--- WHAT YOU HAVE TO DO ---
Return, unchanged, the lines of the records below from the line containing "of the american" through the line containing "[(539, 709)]". Include both of those lines.

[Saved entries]

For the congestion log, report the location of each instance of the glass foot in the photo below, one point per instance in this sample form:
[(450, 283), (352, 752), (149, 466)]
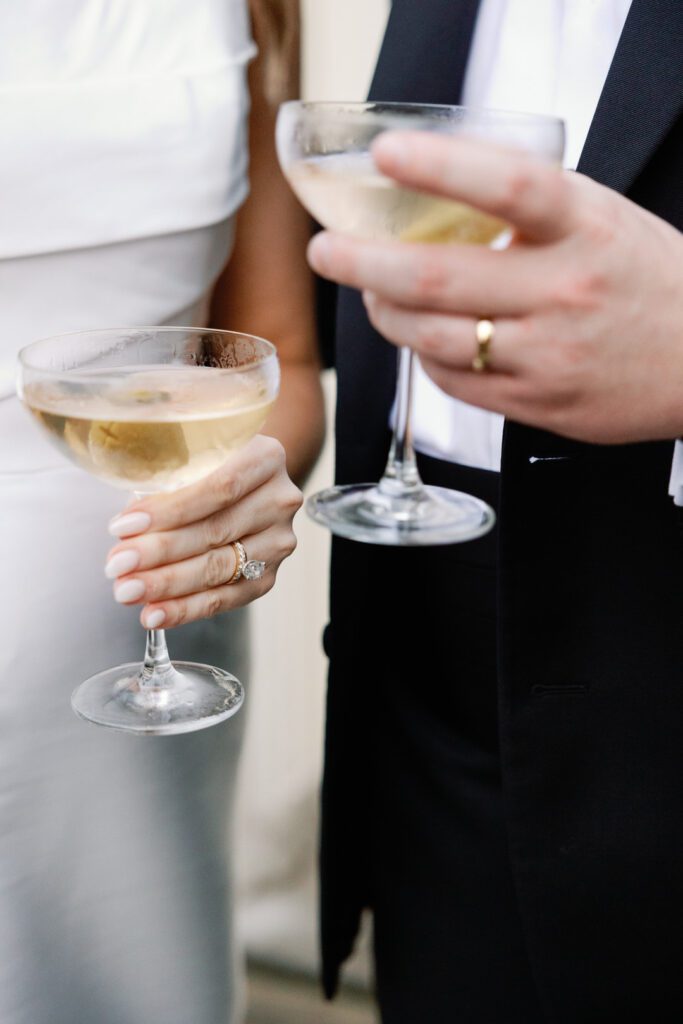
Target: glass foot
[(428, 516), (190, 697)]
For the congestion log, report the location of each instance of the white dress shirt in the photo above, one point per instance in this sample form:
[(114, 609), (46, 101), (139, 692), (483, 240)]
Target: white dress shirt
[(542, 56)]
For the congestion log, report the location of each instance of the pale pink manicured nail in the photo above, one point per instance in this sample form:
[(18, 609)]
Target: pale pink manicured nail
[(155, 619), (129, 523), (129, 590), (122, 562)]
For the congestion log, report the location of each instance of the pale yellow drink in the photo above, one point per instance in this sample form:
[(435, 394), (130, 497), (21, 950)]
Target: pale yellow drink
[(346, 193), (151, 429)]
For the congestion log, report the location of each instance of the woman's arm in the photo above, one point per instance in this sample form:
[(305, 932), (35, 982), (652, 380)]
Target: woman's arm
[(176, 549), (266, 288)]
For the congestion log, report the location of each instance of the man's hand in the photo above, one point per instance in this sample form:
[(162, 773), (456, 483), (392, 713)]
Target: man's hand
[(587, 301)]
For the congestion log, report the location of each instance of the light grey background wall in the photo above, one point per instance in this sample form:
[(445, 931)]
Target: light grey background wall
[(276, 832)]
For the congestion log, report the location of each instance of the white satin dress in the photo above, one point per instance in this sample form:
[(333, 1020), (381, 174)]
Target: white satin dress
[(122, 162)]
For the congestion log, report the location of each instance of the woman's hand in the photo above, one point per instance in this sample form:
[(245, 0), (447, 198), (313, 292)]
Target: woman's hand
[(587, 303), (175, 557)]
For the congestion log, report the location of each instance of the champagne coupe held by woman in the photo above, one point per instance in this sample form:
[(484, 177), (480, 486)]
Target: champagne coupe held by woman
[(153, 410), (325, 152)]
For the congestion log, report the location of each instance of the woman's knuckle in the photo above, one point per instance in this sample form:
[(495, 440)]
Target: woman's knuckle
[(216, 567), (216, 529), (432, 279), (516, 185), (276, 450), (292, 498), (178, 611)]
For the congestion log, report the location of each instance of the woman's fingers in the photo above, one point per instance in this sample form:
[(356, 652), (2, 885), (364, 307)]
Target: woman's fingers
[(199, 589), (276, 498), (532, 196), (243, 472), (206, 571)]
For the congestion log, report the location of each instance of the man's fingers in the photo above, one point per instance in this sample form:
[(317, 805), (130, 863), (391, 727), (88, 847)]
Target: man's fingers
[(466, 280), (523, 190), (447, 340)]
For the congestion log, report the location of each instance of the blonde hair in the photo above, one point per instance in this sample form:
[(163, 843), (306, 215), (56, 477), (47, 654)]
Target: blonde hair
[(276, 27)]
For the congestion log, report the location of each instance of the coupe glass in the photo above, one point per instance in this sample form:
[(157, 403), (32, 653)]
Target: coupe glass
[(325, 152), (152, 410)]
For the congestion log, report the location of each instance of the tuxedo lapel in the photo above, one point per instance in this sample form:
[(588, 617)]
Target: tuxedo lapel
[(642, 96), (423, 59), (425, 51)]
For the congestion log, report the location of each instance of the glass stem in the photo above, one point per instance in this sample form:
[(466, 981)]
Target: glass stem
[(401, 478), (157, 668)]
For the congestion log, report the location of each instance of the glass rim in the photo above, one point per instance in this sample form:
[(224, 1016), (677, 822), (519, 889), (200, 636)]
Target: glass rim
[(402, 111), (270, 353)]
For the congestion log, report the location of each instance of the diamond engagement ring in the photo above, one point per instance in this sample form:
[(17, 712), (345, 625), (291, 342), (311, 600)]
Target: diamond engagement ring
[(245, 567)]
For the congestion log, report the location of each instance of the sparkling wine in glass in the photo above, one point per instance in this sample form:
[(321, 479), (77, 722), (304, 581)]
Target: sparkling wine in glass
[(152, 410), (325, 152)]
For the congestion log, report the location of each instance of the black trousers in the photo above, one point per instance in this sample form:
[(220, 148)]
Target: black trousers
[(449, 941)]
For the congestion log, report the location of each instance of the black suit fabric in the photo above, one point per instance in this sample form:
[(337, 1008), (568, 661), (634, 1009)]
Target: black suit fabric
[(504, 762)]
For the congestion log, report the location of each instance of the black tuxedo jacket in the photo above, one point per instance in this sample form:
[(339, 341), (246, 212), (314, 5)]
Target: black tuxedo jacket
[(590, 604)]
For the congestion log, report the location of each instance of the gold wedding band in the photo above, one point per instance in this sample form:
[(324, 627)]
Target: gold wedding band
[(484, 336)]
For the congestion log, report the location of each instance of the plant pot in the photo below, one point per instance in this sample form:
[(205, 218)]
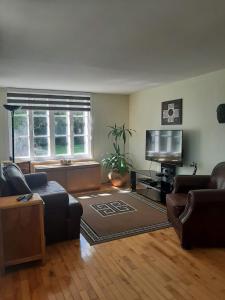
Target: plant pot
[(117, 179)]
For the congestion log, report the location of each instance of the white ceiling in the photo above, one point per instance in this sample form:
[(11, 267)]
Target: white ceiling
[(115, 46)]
* * *
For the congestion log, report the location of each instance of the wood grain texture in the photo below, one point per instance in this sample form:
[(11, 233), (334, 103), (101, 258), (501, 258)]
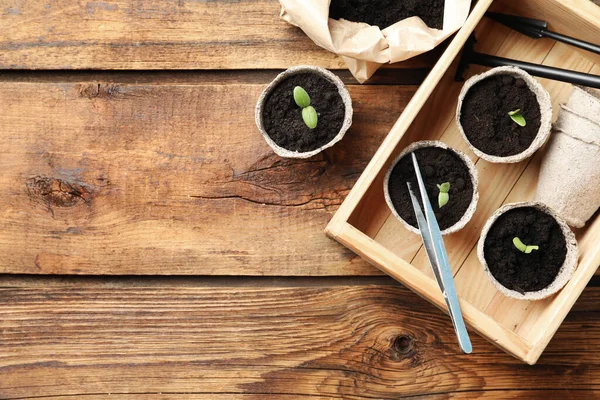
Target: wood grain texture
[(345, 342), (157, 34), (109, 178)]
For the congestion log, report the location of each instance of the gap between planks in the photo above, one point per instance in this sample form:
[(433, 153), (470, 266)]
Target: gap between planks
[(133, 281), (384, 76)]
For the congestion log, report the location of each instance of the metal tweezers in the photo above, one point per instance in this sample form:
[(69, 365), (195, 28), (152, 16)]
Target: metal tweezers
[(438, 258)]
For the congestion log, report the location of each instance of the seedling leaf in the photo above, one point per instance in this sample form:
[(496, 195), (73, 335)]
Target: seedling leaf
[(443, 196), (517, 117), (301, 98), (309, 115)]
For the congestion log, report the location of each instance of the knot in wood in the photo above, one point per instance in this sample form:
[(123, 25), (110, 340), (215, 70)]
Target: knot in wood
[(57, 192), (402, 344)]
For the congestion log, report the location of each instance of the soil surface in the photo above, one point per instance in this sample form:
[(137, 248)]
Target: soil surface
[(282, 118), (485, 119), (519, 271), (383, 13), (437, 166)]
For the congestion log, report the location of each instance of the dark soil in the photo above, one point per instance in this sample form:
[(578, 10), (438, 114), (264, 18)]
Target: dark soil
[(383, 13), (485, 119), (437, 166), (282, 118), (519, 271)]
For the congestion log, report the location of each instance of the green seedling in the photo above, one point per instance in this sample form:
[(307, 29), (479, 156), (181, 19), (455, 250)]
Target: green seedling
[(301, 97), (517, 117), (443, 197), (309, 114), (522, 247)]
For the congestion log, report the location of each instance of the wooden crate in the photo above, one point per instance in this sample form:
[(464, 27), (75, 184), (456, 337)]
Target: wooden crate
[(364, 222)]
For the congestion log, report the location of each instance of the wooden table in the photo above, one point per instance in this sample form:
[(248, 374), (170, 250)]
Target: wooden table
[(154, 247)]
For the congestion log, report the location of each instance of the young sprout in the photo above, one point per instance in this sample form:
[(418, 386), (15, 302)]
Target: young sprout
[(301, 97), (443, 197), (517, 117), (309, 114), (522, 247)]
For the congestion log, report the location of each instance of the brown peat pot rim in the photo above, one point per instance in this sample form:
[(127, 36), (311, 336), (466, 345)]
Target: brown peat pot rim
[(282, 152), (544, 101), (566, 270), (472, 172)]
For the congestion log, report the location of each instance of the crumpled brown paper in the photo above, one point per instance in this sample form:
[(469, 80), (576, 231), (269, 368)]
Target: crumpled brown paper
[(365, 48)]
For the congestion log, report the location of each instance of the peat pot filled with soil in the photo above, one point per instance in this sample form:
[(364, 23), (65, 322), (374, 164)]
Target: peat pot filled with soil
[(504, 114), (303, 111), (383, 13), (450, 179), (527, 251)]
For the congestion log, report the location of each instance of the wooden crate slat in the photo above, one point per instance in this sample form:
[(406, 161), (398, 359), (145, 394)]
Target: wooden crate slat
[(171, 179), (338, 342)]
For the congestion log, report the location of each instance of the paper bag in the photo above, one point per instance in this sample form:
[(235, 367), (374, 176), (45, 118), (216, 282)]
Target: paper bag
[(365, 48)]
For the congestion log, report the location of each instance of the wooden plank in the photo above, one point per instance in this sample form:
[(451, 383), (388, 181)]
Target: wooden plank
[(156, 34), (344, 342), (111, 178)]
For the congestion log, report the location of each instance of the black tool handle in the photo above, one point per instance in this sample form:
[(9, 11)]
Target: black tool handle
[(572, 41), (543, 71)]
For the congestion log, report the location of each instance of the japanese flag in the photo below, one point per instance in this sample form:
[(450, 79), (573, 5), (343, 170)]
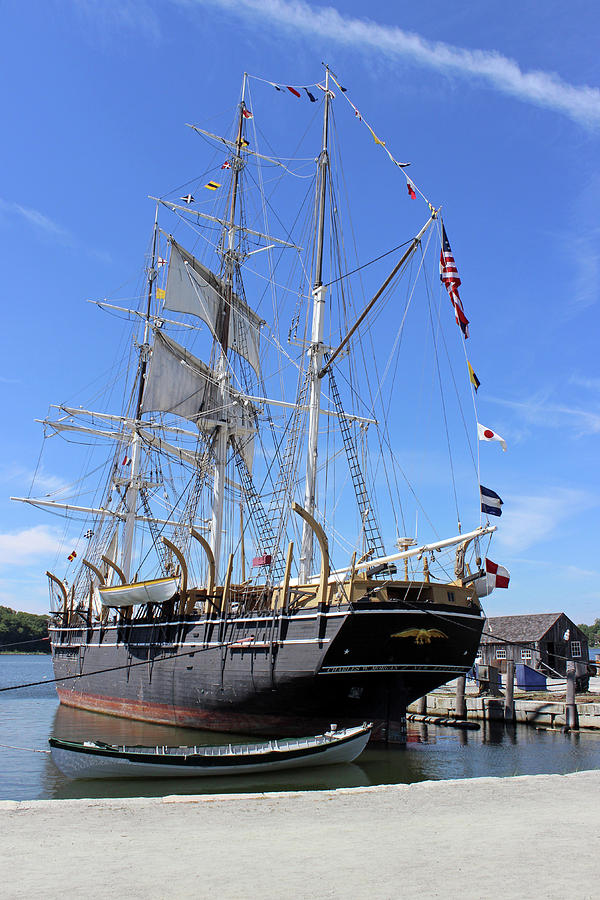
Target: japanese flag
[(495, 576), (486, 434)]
* * *
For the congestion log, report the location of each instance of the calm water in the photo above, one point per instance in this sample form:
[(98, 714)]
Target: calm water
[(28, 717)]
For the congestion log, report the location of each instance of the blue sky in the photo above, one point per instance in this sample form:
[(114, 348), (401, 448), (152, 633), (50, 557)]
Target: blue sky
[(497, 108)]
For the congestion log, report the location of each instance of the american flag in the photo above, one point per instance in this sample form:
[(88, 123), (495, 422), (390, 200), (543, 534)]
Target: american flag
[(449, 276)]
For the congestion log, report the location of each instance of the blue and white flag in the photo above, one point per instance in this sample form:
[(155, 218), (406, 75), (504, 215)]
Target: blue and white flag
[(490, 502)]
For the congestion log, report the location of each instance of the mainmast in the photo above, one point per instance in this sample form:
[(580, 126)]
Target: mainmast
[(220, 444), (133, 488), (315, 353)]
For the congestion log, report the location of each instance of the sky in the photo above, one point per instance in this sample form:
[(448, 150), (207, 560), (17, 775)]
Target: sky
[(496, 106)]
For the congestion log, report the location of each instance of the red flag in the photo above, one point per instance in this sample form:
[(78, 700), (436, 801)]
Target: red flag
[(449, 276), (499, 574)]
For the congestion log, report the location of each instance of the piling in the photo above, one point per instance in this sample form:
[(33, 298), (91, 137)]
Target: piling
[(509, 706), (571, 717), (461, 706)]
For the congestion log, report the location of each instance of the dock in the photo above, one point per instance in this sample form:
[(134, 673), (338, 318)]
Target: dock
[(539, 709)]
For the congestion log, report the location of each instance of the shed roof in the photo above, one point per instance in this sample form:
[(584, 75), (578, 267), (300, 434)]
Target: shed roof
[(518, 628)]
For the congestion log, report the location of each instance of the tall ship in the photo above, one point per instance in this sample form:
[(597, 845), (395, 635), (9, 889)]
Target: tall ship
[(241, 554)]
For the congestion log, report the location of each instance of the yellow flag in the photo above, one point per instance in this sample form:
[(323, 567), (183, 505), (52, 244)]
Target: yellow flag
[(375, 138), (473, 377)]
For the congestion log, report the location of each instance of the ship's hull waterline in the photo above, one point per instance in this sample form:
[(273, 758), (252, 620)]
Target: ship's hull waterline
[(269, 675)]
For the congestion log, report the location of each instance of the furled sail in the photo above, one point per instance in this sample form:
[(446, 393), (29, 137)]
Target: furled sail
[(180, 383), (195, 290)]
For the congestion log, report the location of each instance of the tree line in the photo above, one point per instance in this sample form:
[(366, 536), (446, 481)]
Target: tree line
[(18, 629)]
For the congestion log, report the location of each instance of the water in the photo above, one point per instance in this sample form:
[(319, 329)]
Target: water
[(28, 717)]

--- ANSWER TO THE TASK ---
For the congestion log, report the location of each instance of the american flag in the photo above, one point per instance in this sample form:
[(88, 123), (495, 422), (390, 200), (543, 534)]
Target: american flag
[(449, 276)]
For the congestion log, report the location of each instance of the blue and white flag in the photo above, one point per instance in this sample form:
[(155, 218), (406, 75), (504, 215)]
Target: blue and white flag
[(490, 502)]
For the congestion log, report the location of each instance of the mainmast in the photo above, one point per instance in this sample form:
[(580, 126)]
Target: mainmast
[(220, 444), (133, 488), (315, 353)]
For the congestion log, report the location of each instance of the sky in the photo above, one point per instance in this sample form:
[(448, 150), (207, 560), (17, 775)]
Target: sky
[(496, 106)]
For the congestion log, report the location of each instance of the red flag in the photo above, one point per instance in this sample form:
[(78, 700), (436, 801)]
Target: red flag
[(449, 276), (499, 574)]
For the congestion log, report the location of each instance of the piling in the photo above, one point per instance in this sample form:
[(33, 298), (91, 137)]
Target: piling
[(509, 706), (571, 717), (461, 706)]
For the congestion log, report the location of each instance of the dock in the photo above, one point per instance in this sample form:
[(134, 673), (338, 318)]
Target: dock
[(539, 709)]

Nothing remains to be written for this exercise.